— LEESTEKST —
#####
Het krachtens mandaat, volmacht of machtiging ondertekenen van stukken geschiedt als volgt:

De Minister van Landbouw, Natuur en Voedselkwaliteit,

namens deze:

(handtekening)

(naam functionaris)

(functie)

§ 4. Vervanging

Artikel 8

De uit dit besluit voor de technisch directeur KCB, de directeur BKD, de directeur Naktuinbouw en de directeur NAK voortvloeiende bevoegdheden gaan in geval van afwezigheid over op hun plaatsvervanger met uitzondering van de bevoegdheid tot het verlenen van ondermandaat, volmacht en machtiging.

§ 5. Slotbepalingen

Artikel 9

Het Besluit mandaat, volmacht en machtiging keuringsdiensten 2013 wordt ingetrokken.

Artikel 10

Dit besluit treedt in werking met ingang van 14 december 2019.

Artikel 11

Dit besluit wordt aangehaald als: Besluit mandaat, volmacht en machtiging keuringsdiensten 2019.

Dit besluit zal in de Staatscourant worden geplaatst.

's-Gravenhage, 27 november 2019

De Minister van Landbouw, Natuur en Voedselkwaliteit, C.J. Schouten

Tegen dit besluit kan degene wiens belang rechtstreeks bij dit besluit is betrokken binnen 6 weken na de dag van dagtekening van deze Staatscourant een gemotiveerd bezwaarschrift indienen bij de Minister van Landbouw, Natuur en Voedselkwaliteit, directie Wetgeving en Juridische Zaken, Postbus 20401, 2500 EK ’s-Gravenhage.
#####
— BRONGEGEVENS —
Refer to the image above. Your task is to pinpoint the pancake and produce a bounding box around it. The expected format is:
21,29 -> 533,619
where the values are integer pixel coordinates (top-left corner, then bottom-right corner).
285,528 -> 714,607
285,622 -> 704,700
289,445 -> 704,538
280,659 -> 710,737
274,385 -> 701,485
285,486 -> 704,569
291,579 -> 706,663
#####
— WERKOPDRACHTEN —
a – Zeg bij elke uitspraak met ja of nee of die klopt met de leestekst, en citeer letterlijk de woorden uit de leestekst die de doorslag geven. (i) Het besluit gaat in op 27 november 2019. (ii) Het Besluit mandaat, volmacht en machtiging keuringsdiensten 2013 wordt ingetrokken. (iii) Bij afwezigheid mag de plaatsvervanger ook ondermandaat verlenen.
b – Neem uit de leestekst letterlijk het stuk over dat begint bij "De uit dit besluit" en eindigt bij "2013 wordt ingetrokken.".
De gegevens komen uit een andere bron dan de leestekst.

— ANTWOORDEN —
a –
(i) Nee: "Dit besluit treedt in werking met ingang van 14 december 2019."
(ii) Ja: "Het Besluit mandaat, volmacht en machtiging keuringsdiensten 2013 wordt ingetrokken."
(iii) Nee: "met uitzondering van de bevoegdheid tot het verlenen van ondermandaat, volmacht en machtiging."

b –
De uit dit besluit voor de technisch directeur KCB, de directeur BKD, de directeur Naktuinbouw en de directeur NAK voortvloeiende bevoegdheden gaan in geval van afwezigheid over op hun plaatsvervanger met uitzondering van de bevoegdheid tot het verlenen van ondermandaat, volmacht en machtiging.

§ 5. Slotbepalingen

Artikel 9

Het Besluit mandaat, volmacht en machtiging keuringsdiensten 2013 wordt ingetrokken.